Compute how many lines in the entries below include the string "statue". Only the number is wanted.

Image-grounded pointing data:
——————————
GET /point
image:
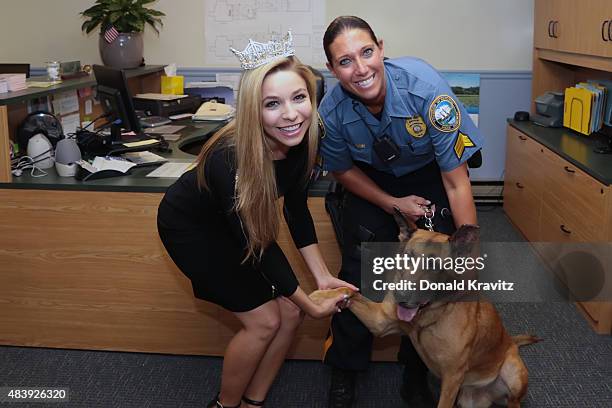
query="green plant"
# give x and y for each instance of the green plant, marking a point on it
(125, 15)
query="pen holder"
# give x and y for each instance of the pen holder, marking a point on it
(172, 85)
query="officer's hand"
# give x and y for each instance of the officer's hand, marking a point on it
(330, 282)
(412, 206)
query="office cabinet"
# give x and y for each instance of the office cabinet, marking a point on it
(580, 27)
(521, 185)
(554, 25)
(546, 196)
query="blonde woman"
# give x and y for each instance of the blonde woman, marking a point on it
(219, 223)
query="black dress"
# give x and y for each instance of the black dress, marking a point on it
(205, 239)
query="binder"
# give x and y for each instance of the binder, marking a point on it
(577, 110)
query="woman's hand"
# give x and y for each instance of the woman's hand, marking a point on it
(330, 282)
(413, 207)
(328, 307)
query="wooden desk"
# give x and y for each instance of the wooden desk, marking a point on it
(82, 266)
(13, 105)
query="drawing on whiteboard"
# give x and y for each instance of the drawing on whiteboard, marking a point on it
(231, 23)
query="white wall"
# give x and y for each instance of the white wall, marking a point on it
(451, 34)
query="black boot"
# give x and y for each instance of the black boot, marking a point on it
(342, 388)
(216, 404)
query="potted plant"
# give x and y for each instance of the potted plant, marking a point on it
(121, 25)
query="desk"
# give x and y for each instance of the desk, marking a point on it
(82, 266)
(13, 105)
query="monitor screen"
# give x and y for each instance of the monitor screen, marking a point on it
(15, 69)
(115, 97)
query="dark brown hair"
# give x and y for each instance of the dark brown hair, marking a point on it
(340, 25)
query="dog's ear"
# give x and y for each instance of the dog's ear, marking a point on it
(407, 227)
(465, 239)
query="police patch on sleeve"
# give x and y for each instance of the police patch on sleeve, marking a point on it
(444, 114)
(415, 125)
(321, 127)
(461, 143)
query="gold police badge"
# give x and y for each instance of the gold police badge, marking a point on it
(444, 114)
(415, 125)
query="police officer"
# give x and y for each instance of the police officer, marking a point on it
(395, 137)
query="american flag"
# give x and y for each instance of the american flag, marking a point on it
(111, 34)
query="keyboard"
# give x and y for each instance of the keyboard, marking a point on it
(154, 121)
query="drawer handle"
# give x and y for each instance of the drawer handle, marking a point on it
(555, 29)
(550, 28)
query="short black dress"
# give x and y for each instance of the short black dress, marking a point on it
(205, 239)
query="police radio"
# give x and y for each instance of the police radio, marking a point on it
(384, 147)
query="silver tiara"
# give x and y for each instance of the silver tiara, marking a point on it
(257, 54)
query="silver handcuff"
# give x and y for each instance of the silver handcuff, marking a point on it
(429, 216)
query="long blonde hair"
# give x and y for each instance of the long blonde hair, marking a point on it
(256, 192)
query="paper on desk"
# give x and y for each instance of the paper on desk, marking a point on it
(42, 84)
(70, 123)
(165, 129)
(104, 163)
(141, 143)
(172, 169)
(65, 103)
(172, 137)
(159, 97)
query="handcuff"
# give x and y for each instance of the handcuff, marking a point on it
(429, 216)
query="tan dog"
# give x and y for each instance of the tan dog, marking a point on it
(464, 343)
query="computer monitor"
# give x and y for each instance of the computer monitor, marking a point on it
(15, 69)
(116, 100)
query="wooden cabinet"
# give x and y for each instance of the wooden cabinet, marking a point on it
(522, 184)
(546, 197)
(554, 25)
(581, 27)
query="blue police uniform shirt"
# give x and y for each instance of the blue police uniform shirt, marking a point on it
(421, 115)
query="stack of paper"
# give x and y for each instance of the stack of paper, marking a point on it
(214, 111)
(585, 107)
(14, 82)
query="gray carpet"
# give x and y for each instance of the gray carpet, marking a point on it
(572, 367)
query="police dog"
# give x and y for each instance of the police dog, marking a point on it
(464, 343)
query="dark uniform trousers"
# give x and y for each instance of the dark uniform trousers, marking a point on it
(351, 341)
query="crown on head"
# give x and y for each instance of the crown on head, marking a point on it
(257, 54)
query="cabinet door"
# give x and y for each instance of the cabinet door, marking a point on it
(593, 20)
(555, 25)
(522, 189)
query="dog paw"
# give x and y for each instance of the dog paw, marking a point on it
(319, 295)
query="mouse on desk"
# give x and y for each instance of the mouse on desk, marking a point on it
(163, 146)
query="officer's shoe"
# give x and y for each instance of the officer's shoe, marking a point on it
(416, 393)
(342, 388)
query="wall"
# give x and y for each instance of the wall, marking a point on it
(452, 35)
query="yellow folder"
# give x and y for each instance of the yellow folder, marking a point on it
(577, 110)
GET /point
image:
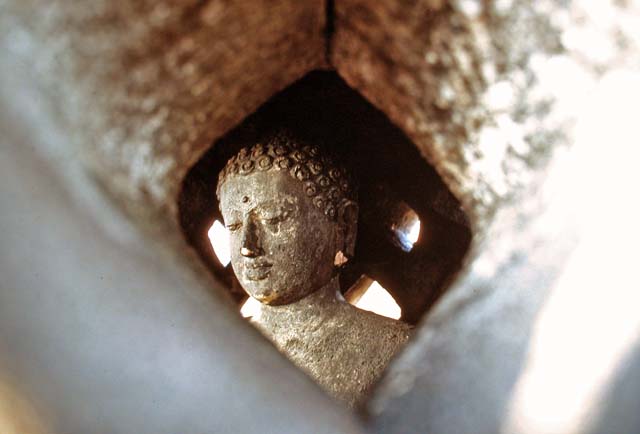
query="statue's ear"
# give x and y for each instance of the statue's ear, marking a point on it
——————————
> RESULT FOR THIS TASK
2